> **STATED GOAL**:
Pictures don't belong in the copy; print all the records exactly.

> **EXTRACTED RECORDS**:
start

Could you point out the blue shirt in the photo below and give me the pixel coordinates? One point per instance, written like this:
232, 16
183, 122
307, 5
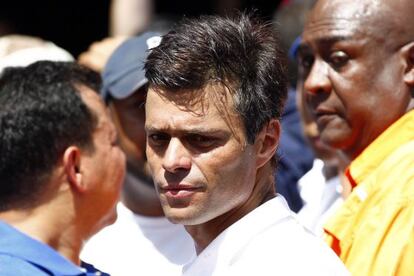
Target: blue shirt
21, 255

end

> **FINISHED ANSWER**:
Could you point out the blue shirt in the photo below and give me the pixel coordinates? One point per instance, written like this:
232, 16
183, 122
307, 5
Target: blue shirt
21, 255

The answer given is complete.